## Requirements:
Reproduce part of the records below as a Markdown table with the columns "Row" and "Line", one numbered row per line and no blank lines. Begin at the line that has "Where can the t-shirt" and stop after the line that has "column 456, row 63".

-----

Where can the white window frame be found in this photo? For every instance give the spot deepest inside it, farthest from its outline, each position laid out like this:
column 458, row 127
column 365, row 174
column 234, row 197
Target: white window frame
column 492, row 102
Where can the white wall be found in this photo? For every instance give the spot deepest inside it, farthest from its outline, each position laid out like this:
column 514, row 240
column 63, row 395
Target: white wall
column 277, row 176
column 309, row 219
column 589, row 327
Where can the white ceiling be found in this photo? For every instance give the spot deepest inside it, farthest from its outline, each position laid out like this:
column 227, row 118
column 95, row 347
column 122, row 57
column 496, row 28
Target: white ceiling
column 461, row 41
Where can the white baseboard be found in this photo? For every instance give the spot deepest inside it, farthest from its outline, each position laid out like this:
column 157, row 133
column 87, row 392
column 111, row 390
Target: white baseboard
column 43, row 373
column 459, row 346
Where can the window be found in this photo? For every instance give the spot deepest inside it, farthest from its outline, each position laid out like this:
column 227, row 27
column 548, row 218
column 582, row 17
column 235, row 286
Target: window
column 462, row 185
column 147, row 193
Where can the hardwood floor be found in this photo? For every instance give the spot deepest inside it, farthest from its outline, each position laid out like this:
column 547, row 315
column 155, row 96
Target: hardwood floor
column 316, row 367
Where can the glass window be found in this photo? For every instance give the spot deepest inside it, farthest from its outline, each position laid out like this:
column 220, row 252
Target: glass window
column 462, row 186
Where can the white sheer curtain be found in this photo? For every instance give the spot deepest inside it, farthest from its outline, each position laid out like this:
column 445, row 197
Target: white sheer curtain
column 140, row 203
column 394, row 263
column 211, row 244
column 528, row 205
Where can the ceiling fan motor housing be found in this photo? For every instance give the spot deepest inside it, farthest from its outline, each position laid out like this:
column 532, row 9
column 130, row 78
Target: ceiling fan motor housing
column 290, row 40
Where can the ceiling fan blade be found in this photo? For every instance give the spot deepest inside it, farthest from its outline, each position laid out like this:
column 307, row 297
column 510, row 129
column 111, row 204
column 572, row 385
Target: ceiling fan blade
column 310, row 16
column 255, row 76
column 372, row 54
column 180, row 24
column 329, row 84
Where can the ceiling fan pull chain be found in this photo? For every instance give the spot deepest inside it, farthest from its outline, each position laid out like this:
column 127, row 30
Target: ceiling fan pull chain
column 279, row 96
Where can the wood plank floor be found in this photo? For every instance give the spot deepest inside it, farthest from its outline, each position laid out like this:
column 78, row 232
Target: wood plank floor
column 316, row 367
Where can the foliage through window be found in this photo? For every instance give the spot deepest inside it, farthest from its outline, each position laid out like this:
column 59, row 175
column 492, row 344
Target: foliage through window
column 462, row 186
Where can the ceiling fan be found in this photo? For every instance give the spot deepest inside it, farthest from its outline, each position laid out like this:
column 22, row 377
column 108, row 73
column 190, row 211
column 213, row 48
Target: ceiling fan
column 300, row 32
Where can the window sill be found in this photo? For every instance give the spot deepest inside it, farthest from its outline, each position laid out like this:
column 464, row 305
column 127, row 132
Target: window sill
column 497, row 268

-----

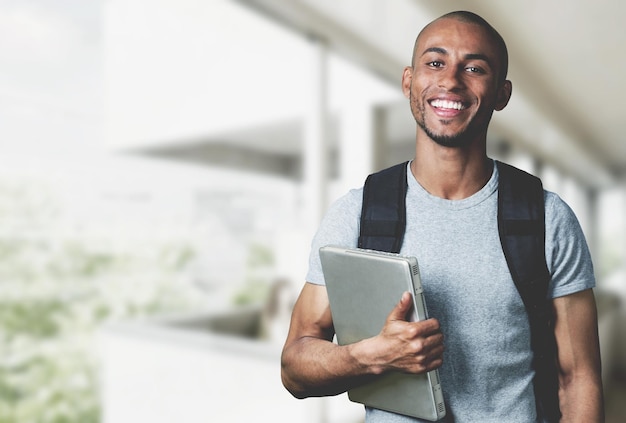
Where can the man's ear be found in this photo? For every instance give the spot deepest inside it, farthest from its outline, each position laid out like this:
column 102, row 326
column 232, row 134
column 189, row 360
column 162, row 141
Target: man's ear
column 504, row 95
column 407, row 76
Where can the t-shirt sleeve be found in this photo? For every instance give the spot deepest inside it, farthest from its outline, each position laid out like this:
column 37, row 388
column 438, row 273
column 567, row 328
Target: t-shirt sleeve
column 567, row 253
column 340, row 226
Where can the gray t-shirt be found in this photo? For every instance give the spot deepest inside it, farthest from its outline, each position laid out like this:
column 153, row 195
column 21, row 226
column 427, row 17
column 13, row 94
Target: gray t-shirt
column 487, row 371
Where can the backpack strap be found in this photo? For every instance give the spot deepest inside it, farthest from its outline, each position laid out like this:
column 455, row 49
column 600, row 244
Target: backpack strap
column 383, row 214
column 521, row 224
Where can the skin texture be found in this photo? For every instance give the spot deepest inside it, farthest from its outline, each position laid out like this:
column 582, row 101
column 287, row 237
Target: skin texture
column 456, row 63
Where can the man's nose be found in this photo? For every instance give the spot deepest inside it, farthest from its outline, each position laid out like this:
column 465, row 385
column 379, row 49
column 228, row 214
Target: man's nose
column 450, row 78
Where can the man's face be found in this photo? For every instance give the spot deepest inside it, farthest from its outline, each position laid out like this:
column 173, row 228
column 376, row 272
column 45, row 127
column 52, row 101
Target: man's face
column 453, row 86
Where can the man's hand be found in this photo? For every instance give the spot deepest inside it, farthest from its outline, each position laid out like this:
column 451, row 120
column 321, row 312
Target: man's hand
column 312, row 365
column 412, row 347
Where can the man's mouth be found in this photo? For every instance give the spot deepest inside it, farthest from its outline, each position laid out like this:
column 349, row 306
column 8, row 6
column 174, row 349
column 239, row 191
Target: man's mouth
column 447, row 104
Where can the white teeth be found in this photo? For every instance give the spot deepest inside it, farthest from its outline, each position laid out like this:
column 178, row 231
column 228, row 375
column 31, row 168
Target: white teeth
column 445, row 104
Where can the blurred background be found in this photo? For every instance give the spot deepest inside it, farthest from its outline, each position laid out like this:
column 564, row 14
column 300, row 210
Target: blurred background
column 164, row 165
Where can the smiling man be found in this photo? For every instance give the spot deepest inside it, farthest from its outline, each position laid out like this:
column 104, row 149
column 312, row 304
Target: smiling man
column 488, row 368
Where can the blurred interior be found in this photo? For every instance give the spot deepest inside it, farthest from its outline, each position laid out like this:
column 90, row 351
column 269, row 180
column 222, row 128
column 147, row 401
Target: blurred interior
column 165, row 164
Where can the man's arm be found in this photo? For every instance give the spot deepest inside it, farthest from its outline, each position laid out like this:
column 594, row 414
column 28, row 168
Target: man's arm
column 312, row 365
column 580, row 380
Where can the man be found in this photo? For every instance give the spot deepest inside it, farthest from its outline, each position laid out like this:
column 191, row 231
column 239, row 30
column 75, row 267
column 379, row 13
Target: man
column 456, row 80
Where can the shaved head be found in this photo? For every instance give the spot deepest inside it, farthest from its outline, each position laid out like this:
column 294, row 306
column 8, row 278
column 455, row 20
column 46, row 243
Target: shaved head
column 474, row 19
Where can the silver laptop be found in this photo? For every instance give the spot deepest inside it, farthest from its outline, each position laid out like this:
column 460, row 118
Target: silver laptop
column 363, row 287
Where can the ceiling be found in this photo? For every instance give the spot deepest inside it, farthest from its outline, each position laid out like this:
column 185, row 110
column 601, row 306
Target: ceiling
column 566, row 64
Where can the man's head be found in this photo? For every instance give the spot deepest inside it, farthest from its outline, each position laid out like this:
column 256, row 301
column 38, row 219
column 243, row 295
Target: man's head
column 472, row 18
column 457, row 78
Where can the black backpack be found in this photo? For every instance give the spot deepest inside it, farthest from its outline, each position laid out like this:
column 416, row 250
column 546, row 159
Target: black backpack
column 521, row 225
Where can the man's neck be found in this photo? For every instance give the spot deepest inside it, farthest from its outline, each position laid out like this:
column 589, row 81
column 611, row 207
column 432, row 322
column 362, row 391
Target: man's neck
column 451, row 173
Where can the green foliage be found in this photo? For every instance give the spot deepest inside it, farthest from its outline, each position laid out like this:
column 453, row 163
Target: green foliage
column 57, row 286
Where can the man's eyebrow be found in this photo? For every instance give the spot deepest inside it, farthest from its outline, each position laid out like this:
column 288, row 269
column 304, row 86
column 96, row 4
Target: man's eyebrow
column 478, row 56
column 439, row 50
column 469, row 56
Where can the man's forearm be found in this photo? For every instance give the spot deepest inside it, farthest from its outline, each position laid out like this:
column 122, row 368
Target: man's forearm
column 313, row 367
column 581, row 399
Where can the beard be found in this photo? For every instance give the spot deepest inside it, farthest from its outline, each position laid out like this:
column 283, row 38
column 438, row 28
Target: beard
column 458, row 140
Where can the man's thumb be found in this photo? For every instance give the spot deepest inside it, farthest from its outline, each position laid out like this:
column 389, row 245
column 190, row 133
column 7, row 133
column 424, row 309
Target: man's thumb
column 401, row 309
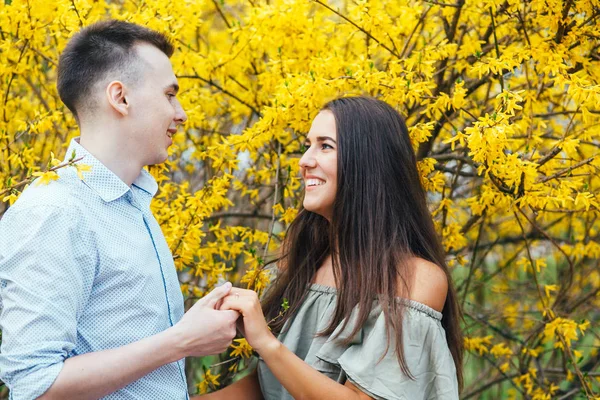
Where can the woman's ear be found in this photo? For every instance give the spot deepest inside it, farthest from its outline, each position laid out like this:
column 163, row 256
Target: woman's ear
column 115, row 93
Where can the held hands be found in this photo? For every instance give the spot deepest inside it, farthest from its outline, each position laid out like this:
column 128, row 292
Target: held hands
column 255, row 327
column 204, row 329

-----

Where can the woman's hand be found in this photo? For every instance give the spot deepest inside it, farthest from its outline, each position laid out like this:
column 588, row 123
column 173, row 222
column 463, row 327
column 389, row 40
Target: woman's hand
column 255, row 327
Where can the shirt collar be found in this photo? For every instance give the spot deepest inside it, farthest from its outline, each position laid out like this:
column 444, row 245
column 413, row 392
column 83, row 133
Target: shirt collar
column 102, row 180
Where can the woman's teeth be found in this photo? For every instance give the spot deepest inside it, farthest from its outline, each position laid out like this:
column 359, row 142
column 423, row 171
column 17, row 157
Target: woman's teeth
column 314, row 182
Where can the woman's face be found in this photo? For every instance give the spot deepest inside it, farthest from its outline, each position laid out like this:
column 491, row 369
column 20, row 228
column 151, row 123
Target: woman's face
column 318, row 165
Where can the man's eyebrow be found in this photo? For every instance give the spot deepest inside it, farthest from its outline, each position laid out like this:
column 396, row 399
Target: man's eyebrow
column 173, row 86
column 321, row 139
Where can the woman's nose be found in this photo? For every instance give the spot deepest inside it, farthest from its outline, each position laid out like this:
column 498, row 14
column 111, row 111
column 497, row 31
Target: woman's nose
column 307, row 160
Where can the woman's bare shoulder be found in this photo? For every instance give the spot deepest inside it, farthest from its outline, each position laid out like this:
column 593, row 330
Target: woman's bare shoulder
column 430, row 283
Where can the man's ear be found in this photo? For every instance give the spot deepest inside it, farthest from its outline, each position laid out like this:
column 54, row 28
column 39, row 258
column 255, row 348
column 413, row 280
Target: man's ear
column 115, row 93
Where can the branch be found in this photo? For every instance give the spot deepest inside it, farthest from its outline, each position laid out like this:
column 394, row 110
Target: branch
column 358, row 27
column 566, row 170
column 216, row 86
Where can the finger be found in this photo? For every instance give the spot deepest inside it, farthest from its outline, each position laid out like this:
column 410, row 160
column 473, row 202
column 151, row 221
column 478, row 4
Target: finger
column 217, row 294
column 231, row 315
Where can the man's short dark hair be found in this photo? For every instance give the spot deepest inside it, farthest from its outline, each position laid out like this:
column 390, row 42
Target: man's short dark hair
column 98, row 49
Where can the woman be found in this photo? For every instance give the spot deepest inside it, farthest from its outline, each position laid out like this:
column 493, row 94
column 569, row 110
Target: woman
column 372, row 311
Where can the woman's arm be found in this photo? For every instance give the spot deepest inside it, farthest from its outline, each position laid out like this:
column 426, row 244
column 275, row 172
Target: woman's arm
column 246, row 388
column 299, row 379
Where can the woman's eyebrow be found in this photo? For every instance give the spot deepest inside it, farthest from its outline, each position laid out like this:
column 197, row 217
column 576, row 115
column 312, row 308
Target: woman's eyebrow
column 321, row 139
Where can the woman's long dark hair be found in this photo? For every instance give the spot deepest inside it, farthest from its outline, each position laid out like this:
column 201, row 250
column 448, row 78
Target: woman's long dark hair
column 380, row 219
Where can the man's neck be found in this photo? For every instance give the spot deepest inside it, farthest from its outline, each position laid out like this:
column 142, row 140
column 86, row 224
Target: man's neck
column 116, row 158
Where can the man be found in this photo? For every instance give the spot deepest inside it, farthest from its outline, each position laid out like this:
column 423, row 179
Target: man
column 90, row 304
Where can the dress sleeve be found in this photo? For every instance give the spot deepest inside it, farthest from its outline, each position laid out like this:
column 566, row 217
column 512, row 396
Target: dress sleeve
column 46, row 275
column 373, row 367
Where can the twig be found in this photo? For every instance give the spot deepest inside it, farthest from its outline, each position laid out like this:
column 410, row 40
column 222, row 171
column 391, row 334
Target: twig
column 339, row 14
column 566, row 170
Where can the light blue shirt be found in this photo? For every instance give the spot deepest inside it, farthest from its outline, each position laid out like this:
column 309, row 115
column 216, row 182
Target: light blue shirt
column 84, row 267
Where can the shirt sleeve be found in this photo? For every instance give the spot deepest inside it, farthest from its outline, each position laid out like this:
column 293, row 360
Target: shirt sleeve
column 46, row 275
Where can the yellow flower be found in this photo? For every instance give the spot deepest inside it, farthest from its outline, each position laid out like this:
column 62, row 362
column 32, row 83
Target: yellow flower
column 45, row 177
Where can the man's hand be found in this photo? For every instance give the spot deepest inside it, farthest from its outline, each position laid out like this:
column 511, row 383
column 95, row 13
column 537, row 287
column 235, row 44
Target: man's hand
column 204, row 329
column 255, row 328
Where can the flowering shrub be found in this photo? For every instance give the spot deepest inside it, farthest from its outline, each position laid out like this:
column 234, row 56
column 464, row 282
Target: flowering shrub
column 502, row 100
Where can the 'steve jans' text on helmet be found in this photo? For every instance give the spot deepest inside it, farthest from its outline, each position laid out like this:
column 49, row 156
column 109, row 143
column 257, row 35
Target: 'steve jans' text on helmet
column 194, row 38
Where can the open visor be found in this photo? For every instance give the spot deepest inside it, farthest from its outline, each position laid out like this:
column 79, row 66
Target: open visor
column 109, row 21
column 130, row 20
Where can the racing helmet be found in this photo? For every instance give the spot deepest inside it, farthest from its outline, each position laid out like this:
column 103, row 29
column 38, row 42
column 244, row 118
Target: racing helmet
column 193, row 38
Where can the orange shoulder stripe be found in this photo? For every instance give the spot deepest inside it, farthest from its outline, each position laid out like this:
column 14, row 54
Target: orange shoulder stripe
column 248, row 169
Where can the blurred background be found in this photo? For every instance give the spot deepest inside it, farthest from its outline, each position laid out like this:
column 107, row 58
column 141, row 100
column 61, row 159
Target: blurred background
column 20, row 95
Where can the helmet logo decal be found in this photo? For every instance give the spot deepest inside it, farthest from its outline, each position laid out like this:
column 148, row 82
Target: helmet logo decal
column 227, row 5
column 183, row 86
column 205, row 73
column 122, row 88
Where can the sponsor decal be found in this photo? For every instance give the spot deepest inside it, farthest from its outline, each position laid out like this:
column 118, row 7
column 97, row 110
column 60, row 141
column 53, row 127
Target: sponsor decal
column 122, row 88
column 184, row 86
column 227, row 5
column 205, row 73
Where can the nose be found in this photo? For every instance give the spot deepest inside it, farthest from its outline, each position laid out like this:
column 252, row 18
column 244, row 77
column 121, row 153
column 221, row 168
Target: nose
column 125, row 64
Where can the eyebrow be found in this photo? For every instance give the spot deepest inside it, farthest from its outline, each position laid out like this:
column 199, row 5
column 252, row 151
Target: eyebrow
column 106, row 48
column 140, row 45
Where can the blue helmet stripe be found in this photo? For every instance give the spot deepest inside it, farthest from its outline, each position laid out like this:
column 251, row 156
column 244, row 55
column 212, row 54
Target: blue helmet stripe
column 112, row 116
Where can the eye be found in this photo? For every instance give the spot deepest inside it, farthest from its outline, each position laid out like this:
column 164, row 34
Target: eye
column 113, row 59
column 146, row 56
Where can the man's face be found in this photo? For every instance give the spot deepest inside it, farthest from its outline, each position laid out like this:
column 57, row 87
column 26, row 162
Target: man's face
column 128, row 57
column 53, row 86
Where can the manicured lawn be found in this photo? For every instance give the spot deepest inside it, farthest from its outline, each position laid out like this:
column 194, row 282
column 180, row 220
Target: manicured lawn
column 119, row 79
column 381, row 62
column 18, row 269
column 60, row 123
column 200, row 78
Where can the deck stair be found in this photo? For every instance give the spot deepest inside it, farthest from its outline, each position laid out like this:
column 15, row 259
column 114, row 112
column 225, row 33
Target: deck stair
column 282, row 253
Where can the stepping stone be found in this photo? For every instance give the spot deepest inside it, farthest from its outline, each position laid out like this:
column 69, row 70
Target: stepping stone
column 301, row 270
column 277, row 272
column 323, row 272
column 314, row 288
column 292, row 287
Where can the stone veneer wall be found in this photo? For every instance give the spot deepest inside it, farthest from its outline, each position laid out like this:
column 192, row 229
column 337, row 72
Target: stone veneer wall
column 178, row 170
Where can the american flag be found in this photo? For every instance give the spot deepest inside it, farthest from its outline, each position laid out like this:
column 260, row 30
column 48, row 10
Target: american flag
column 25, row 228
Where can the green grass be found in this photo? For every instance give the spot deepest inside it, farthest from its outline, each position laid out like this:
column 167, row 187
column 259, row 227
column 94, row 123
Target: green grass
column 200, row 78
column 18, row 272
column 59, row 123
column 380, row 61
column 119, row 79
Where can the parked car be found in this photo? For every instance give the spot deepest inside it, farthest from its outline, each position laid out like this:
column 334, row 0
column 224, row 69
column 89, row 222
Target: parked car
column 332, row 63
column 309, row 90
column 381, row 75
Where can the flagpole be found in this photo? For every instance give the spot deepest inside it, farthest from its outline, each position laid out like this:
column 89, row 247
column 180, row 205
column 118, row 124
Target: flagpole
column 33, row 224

-----

## Result for this task:
| Row | Line |
|---|---|
| 1 | Where can the t-shirt sleeve be found in this photo? For every instance give the spot deepest inside it, farthest from its outline, each position laid out like this: |
| 2 | column 37, row 388 |
| 3 | column 438, row 273 |
| 4 | column 567, row 328 |
| 5 | Target: t-shirt sleeve |
| 6 | column 567, row 253 |
| 7 | column 340, row 226 |
| 8 | Where can the gray t-shirt be found in this photo? For every instance give the spot deepest inside it, farthest from its outline, each position laid out like this: |
| 9 | column 153, row 195 |
| 10 | column 21, row 226 |
| 11 | column 427, row 17 |
| 12 | column 13, row 94 |
| 13 | Target: gray t-shirt |
| 14 | column 487, row 371 |
| 15 | Where can the backpack strap be found in this photo? For every instance give the spot deepest inside it, farthest from its outline, each position laid out like this: |
| 16 | column 455, row 49 |
| 17 | column 600, row 244 |
| 18 | Target: backpack strap |
| 19 | column 383, row 214 |
| 20 | column 521, row 224 |
| 21 | Where can the skin texture be found in this photo? For every instance give the spot deepest inside it, farthest from its outline, each position laid out like this: |
| 22 | column 582, row 101 |
| 23 | column 287, row 237 |
| 24 | Target: skin texture |
| 25 | column 456, row 63 |